Kurt Vonnegut’s Harrison Bergeron is a critique of overstated equality. As members of civil society we all agree upon the value of equal rights and equal opportunities. But when equality is taken too seriously, it can have counterproductive effects. All of us have experienced inequality of power, fortune and endowments in our personal and social lives. We accept it to be part of the game of life and adapt ourselves to the fact. In contrast, the political realm endeavors to offer equality of individual rights, liberties and entitlements. The eligibility to vote to elect our public representatives is one such right. The right of electoral franchise is equal to the extent that one person is allowed one vote and that each vote is weighted equally. It is telling that this fundamental observation of equality still does not make the United States an ideal model of democracy. Hence, there is disconnection between lofty principles and ground realities in both the short-story as well as real history. While outright mind and body control techniques are employed to achieve ‘equality’ in Vonnegut’s future world, the sophisticated means of political propaganda is the sustaining force for government welfare.
Although the picture depicted in Harrison Bergeron (HB) is one of fantasy, one could see elements of it contemporary politics and policy-making. Take say, the issue of government welfare. In the United States millions of disadvantaged people avail of social security, either in the form of Medicare, Medicaid or unemployment benefits. This system was devised and implemented by Franklin D. Roosevelt in the wake of the Great Depression of the 1930s. That the New Deal measures have endured for nearly a century speaks well of its merits. Firstly, the moral merit in providing social support for the disadvantaged is incontestable. Secondly, the method through which this is achieved is also deemed quite sound. Each month, a small fraction of the monthly salary of employees is subtracted toward the Social Security fund. This works much in the same way as premiums are collected for private insurance plans, albeit in a larger scale. More importantly, unlike private insurance premiums, the deducted amount is very nominal and hardly noticed by the employees. (Morgan, 2013) But over the years, Social Security and other welfare programs have lost sight of their vision. Repeated amendments and tinkering to these legislations have made equality a goal in itself indifferent to actual outcomes. While most Americans nominally assent to the idea of government subsidy, they do not seem to think through the range of beneficiaries and whether all categories are deserving of aid. People may split hairs about the exact operation of these subsidies, and some even show concern about the cost burden on the Treasury. But practically
“no one questions their premise–that it is right for government to make grants of taxpayer funds to individuals, groups, or businesses. If we don’t have programs to subsidize cellists or the makers of argyle socks, it’s not because the public thinks they would be wrong, destructive, or immoral. We just haven’t gotten around to them yet.” (Payne, 2005)
One should credit the state propaganda machinery for not bringing to debate such fundamental questions on the nature and scope of subsidies. In contemporary America the setting of the agenda for public discourse serves as a filter for propaganda. In short, it is propaganda through omission, as opposed to propaganda through misinformation. In contrast, a more direct form of control over people is shown in HB through the promotion of an hyper-idealistic view of equality. In the guise of upholding a cherished virtue, the government intrudes and manipulates the lives of citizens. This is reminiscent of the revelations of government spying and information theft exposed by Wikileaks. In this case spying is justified in the name of security and the threat of terrorism. In the world of HB, the same digressions are justified in the name of equality. But what is common to both cases is the fact that the power equation between citizens and the government are skewered toward the latter. Likewise, in both cases, the offered pretexts for the digressions are largely false. The multi-billion dollar Public Relations industry, whose clientele includes political parties and its leaders, do the necessary counter-spin to keep the public in ignorance of facts.
..............................
### [What to produce]
According to the essay on Harrison Bergeron, why is the method of funding Social Security considered sound? Answer in one to three sentences. The items that follow come from a separate source and are unrelated to the essay.

### [Entries supplied]
..............................
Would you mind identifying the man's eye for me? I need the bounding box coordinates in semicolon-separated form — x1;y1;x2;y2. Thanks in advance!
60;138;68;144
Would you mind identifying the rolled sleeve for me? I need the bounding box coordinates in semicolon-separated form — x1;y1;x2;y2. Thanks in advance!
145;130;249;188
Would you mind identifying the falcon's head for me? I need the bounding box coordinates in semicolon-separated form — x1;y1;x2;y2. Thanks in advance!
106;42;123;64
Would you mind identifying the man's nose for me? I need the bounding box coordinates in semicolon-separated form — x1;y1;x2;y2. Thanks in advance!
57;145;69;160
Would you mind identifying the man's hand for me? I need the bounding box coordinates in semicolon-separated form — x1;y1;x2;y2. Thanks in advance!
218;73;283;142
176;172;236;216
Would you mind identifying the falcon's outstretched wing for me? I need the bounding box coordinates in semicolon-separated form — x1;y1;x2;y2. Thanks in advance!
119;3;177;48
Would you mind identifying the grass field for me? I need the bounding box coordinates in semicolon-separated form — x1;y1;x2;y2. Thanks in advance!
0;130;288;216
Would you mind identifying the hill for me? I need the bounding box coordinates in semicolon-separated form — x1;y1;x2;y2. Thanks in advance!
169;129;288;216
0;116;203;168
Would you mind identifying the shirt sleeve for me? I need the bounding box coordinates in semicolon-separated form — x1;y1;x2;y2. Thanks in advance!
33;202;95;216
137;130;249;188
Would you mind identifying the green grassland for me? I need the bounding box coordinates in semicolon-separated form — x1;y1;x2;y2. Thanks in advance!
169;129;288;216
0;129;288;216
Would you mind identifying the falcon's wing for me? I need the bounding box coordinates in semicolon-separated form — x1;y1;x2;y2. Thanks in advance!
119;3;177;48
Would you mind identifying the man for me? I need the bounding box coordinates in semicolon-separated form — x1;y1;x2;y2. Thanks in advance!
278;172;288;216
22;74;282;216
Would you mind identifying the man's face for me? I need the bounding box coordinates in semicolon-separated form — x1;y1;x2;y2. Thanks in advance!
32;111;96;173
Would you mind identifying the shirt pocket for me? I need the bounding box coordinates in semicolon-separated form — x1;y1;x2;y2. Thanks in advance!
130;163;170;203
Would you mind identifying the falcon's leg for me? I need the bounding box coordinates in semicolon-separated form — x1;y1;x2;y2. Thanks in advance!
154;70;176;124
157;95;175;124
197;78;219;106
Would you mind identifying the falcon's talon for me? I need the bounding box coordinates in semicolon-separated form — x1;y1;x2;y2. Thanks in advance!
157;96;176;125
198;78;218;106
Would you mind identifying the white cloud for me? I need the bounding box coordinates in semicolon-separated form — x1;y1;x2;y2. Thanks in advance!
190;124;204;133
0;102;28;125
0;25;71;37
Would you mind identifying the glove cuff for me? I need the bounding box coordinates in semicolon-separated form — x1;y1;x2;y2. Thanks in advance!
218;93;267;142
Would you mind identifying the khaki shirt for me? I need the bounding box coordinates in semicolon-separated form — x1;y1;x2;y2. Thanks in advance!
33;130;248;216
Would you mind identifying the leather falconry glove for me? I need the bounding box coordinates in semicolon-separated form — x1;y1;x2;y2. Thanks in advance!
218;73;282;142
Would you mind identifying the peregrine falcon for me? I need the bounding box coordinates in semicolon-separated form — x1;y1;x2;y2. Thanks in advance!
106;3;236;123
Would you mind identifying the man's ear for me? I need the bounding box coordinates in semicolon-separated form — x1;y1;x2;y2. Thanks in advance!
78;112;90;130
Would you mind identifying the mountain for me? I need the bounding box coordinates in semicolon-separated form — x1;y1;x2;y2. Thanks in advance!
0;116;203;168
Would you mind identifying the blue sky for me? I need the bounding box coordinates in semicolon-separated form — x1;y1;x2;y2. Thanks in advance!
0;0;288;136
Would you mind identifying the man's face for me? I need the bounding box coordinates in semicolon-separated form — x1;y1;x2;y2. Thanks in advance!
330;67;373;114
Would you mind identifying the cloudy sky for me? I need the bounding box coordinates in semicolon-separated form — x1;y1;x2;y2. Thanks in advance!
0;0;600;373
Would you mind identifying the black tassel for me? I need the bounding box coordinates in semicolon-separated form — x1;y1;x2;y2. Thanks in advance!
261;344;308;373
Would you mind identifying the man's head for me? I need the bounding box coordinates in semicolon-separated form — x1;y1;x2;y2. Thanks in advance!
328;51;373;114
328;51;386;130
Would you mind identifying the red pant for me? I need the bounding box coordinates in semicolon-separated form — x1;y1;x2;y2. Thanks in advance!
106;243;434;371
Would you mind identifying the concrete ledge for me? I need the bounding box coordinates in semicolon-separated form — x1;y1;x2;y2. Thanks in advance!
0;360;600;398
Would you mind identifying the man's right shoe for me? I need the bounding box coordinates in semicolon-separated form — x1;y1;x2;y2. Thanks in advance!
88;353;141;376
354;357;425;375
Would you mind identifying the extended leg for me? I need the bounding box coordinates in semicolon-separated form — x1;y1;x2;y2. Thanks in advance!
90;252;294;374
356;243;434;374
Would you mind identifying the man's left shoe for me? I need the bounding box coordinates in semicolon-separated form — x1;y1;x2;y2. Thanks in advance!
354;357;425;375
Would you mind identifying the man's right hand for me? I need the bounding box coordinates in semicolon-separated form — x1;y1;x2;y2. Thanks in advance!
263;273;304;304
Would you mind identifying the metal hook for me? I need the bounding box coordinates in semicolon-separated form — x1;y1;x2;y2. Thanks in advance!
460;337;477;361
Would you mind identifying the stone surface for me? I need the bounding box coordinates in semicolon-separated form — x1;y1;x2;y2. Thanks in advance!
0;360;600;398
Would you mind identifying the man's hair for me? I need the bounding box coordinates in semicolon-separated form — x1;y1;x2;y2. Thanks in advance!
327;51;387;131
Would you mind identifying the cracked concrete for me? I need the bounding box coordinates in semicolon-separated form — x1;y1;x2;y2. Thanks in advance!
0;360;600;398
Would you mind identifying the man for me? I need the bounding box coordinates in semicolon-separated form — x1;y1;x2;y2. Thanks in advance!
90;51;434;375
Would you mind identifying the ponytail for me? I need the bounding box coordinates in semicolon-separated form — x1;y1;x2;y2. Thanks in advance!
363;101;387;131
..............................
### [Exercise solution]
Each month a small fraction of employees' salaries is deducted toward the Social Security fund, much as premiums are collected for private insurance, only on a larger scale. Unlike private insurance premiums, the deducted amount is very nominal and hardly noticed by employees.